YOUR ASSIGNMENT
Could you reproduce every entry that follows, exactly as shown?

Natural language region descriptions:
--

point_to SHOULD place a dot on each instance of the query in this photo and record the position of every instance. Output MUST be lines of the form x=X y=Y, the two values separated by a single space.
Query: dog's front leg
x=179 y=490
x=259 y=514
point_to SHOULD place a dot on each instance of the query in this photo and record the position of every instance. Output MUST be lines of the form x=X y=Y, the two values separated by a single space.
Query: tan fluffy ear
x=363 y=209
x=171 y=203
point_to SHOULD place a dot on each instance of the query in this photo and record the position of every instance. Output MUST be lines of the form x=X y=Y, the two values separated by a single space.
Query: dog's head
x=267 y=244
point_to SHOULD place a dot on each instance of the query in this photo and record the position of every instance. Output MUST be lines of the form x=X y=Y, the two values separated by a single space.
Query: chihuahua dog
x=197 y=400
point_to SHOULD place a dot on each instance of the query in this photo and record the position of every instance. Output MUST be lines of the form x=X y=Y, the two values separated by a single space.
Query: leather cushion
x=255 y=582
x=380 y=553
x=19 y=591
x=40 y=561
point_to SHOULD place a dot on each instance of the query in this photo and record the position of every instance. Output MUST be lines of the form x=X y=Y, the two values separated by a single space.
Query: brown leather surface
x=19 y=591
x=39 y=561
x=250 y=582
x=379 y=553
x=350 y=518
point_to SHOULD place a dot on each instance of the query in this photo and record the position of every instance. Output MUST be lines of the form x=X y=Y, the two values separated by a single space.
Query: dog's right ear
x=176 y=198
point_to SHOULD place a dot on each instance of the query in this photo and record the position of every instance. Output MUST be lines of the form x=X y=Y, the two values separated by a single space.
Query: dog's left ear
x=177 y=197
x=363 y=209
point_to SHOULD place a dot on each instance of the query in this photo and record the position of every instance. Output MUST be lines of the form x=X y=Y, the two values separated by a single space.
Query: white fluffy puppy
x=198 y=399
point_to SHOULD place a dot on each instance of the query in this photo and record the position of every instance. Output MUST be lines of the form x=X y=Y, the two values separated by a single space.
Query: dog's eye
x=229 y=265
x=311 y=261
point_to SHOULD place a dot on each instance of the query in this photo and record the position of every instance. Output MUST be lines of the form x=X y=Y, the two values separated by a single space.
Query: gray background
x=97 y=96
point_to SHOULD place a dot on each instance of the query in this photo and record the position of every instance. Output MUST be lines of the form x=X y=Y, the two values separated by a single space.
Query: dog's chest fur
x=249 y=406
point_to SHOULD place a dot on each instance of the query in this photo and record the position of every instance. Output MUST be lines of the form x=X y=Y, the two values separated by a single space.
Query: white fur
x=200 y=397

--

WRITTEN RESPONSE
point_to SHOULD place a dot on each instance of the query in this photo and record the position of every instance. Output MUST be lines of the form x=X y=Y, the two values separated by a single space.
Query: dog's front leg
x=179 y=490
x=259 y=514
point_to SHOULD place a dot on each instance of the query in this photo and record the position of every instance. Output MUST be lines of the form x=X y=Y, the two values separated by a single space.
Query: tan fluffy ear
x=363 y=209
x=171 y=203
point_to SHOULD place a dot on each instance of the query in this photo and record the position of every instance. Output MUST be lines of the form x=X y=Y, the two values separated by a single space.
Query: dog's head
x=267 y=244
point_to SHOULD place a dot on each instance of the query in this photo and record the position of every instance. Output MUST be lines of the form x=X y=Y, the two values separated by a single space.
Query: chihuahua dog
x=197 y=400
point_to SHOULD place a dot on each instance of the query in this photo and record the position of every instance. Output MUST be lines of the form x=X y=Y, the two values separated by a single space.
Query: leather cushion
x=255 y=582
x=380 y=553
x=19 y=591
x=40 y=561
point_to SHOULD place a dot on each instance of the query in this photo and record the position of every instance. Output MUST be lines of the form x=X y=Y, the two values separated by a single space.
Query: brown leather surface
x=19 y=591
x=39 y=561
x=250 y=582
x=379 y=553
x=350 y=518
point_to SHOULD place a dot on each instance of the query in this photo and record the position of every instance. Output MUST be lines of the form x=X y=Y, the two values separated by a single space.
Query: dog's right ear
x=176 y=198
point_to SHOULD place a dot on each instance of the query in this photo and record the position of every instance. Output MUST be lines of the form x=X y=Y, the two values separated by a single space.
Query: dog's left ear
x=177 y=197
x=363 y=209
point_to SHOULD place a dot on each instance of the query in this photo and record the position of every instance. Output MUST be lines of the form x=X y=Y, the two values separated by a single space.
Query: white fluffy puppy
x=198 y=399
point_to SHOULD place a dot on each instance of the query in this photo and record the position of every instance. Output MUST be lines of the form x=X y=Y, the two values separated by a single space.
Query: dog's eye
x=229 y=265
x=311 y=261
point_to SHOULD place a dot on each instance of the query in this photo and record the position of every instance. Output MUST be lines of the form x=X y=Y, the two values separated by a single space.
Query: gray background
x=97 y=96
point_to SHOULD place a dot on each instance of the query in this photo and record the position of every instance. Output MUST be lines of the form x=X y=Y, the two values separated by a single space.
Query: dog's chest fur
x=249 y=406
point_to SHOULD place a dot on each instance of the query in this photo and record the position of every instance. Output MUST be lines of the form x=X y=Y, the two values separated by a single space.
Query: white fur
x=200 y=397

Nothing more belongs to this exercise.